--- Extrait fourni ---
13 Nov Le non-OGM, quel avenir en production laitière ?
La dernière réunion FEEDSIM du 19/10 a eu pour thème les démarches non-OGM dans la filière laitière en présence de Philippe Favre (Coopérative Unéal), Cécile LE DOARE (CNIEL), Benoît ROUYER (CNIEL) et Patrick WECXSTEEN (SODIAAL).
Lors de l’AG de Nutrinoë du 4 juillet 2018, P. HEBEL (CREDOC) indiquait que les facteurs de rassurance évoluaient avec le temps. En 2000, les perceptions d’un aliment de qualité étaient un aliment goûteux et bon. Cette perception évolue petit à petit entre 2000 et 2018 pour laisser place à la notion de bio, de local, de naturel et « sans ». La tendance Non-OGM rentre dans cette démarche de « sans ».
(Plus d’info sur : Bien être, bio, nutritif et sans : les produits alimentaires de demain)
Remarque : les traces d’OGM dans le lait ne sont pas détectables par analyse. Le seul point d’entrée possible des OGM est par l’alimentation des Vaches Laitières, c’est pourquoi il ne faut pas parler de « lait non OGM » mais de « lait issu d’animaux nourris sans OGM (<0.9%) ».
Un mouvement de plus en plus présent en Europe, qui s’articule autour de l’Allemagne
Les démarches « non OGM » en Europe ont émergées en Autriche (fin années 90 début 2000) et depuis 2010, 100% du lait livré par les éleveurs autrichiens aux entreprises autrichiennes est issu de vaches alimentées sans OGM. Suite à la forte pression des ONG, une association VLOG est fondée en en Allemagne avec un cahier des charges pour la production de « sans OGM » qui connait un fort développement depuis 2016 (la production est passée de 3% de la production laitière totale du pays en 2011 à 52% mi-2018). La démarche gagne les fournisseurs étrangers du marché Allemand, tels que le Danemark, le Pays-Bas et la Pologne.
(plus d’info sur Panorama des démarches de différenciation non OGM en Europe – Benoît ROUYER, CNIEL )
---
Votre travail
a - Actualisez l'extrait sur la production laitière non OGM : recopiez tout le passage depuis « Un mouvement de » jusqu'à « et la Pologne. », en mettant « Suisse » à la place de « Allemagne ».
b - Rédigez la suite de l'extrait sur la production laitière non OGM, en commençant après sa dernière phrase.
--- Données fournies ---
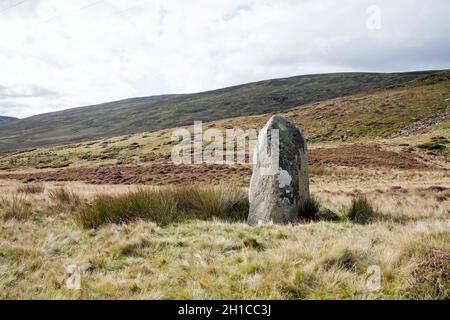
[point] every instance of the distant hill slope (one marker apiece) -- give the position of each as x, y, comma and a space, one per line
413, 118
160, 112
4, 119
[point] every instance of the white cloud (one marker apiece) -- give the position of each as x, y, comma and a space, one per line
90, 51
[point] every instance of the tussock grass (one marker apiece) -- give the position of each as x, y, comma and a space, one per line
309, 209
65, 198
33, 188
361, 211
16, 207
165, 205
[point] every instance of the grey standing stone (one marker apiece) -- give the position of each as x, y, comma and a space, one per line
280, 183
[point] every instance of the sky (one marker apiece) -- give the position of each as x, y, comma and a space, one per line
59, 54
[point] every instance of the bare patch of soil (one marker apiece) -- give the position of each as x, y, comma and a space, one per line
359, 155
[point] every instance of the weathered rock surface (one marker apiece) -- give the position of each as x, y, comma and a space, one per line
280, 181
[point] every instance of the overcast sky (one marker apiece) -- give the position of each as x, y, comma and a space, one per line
57, 54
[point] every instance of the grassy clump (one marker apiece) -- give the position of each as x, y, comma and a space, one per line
65, 198
16, 207
164, 206
345, 259
361, 211
309, 209
431, 277
33, 188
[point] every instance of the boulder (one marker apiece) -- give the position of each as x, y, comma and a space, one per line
280, 183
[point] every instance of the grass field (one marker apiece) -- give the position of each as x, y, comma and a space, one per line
42, 239
115, 219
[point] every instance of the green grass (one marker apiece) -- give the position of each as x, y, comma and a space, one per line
165, 205
361, 211
16, 207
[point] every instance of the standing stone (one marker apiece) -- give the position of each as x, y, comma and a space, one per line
280, 182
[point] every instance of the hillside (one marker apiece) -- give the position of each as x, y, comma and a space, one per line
405, 117
4, 119
160, 112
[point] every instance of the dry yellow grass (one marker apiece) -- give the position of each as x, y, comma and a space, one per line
216, 259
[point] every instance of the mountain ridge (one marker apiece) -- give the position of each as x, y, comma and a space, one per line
154, 113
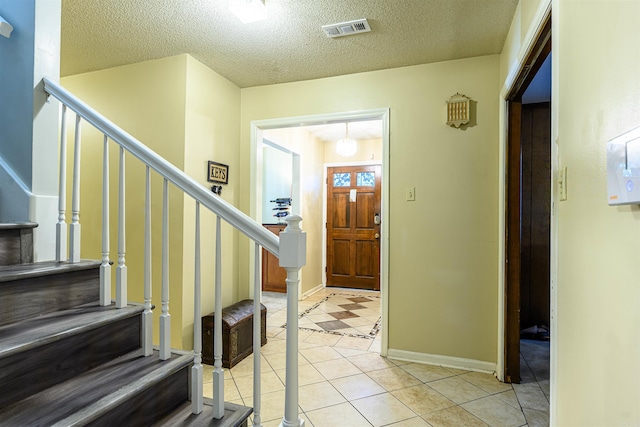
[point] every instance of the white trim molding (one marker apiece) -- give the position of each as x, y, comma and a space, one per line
444, 361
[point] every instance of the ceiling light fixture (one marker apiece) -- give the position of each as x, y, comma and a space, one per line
248, 11
346, 147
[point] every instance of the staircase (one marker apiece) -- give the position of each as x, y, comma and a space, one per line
65, 360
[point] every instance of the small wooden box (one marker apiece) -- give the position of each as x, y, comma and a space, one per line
237, 333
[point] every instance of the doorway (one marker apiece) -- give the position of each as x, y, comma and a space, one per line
528, 211
316, 229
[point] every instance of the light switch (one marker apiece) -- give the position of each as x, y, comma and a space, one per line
562, 184
410, 193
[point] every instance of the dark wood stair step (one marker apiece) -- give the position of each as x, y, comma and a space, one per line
234, 416
16, 242
130, 390
43, 351
33, 289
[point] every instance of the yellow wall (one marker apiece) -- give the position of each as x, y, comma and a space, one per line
147, 100
212, 132
596, 64
369, 150
597, 90
311, 151
188, 114
443, 248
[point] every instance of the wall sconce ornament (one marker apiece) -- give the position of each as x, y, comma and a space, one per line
458, 111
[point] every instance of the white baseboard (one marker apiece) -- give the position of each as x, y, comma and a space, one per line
313, 291
445, 361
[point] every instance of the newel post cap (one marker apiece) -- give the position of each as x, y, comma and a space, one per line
293, 244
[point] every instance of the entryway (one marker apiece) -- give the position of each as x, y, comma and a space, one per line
528, 231
308, 191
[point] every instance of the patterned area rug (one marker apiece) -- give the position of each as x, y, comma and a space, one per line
344, 314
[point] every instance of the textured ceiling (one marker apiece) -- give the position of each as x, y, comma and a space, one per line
289, 45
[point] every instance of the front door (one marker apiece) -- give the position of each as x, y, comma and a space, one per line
353, 226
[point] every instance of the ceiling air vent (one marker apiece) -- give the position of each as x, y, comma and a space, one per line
347, 28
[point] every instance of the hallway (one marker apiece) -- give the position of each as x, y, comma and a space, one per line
344, 381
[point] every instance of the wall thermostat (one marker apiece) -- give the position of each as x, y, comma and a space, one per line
623, 168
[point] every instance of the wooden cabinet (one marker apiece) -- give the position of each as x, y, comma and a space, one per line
273, 276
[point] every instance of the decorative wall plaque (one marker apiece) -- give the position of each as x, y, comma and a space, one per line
458, 110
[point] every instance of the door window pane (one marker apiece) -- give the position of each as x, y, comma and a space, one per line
342, 179
366, 179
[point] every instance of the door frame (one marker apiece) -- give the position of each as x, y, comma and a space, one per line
515, 73
255, 188
325, 213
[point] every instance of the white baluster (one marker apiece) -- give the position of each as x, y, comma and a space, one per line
121, 269
105, 267
61, 226
218, 372
147, 315
257, 336
165, 317
292, 253
196, 371
74, 231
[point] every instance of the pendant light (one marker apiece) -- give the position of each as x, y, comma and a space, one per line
346, 147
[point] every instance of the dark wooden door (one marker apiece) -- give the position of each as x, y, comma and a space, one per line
353, 227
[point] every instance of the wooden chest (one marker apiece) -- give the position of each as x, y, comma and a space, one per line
237, 333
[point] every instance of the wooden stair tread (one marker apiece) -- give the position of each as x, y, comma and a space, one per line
234, 416
35, 331
86, 397
23, 271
---
Réponses par consigne
a -
Un mouvement de plus en plus présent en Europe, qui s’articule autour de l’Suisse
Les démarches « non OGM » en Europe ont émergées en Autriche (fin années 90 début 2000) et depuis 2010, 100% du lait livré par les éleveurs autrichiens aux entreprises autrichiennes est issu de vaches alimentées sans OGM. Suite à la forte pression des ONG, une association VLOG est fondée en en Suisse avec un cahier des charges pour la production de « sans OGM » qui connait un fort développement depuis 2016 (la production est passée de 3% de la production laitière totale du pays en 2011 à 52% mi-2018). La démarche gagne les fournisseurs étrangers du marché Allemand, tels que le Danemark, le Pays-Bas et la Pologne.

b -
En France, il est difficile de donner un chiffre pour la production de lait d’animaux nourris sans OGM, mais elle serait inférieure à 2 ou 3 %. Cependant, le développement sera certainement important pour les mois et années à venir.
Un consensus autour d’une prime des 10 €/1000 L
Cette valorisation est essentiellement dictée par les marchés allemands et le prix du lait non OGM est très corrélé au prix du conventionnel
D’après P. WECSTEEN, le SANS OGM peut être vu de deux manières, soit de façon défensive, pour préserver les parts de marché ou soit offensive avec une plus-value tarifaire. Par exemple, le marché allemand réclame du « non-OGM » (<0,9%). Les entreprises commerçant des fromages n’ont d’autre choix que de s’adapter et ne font que compenser le surcoût. Cela les obligent également à utiliser le référentiel Allemand (VLOG).
L’absence d’une réglementation commune dans l’Union Européenne, distorsions de concurrence entre états ?
La réglementation européenne oblige un étiquetage des OGM (FEED et FOOD) mais laisse la possibilité aux Etats Membre de définir les modalités d’un étiquetage volontaire des produits animaux via les réglementations nationales.
Il existe des écarts à l’échelle de l’Union Européenne concernant la réglementation pour la production non-OGM. Par exemple, entre la France (réglementation) et l’Allemagne (cahier des charges VLOG) il y a des différences contraignantes de part et d’autre. En France, il y a une interdiction de coexistence d’ateliers d’une même espèce avec une alimentation différenciée OGM – Non OGM (or près de la moitié des exploitations Française sont non spécialisées). Cette contrainte n’est pas présente dans le cahier des charges VLOG. Autre point pénalisant le secteur Français, le délai de conversion est de 6 mois en France versus 3 mois pour l’Allemagne. A l’inverse, les laitiers Allemands ont des procédures de « gestion du risque » élevées mais également des conditions de traçabilité exigeantes.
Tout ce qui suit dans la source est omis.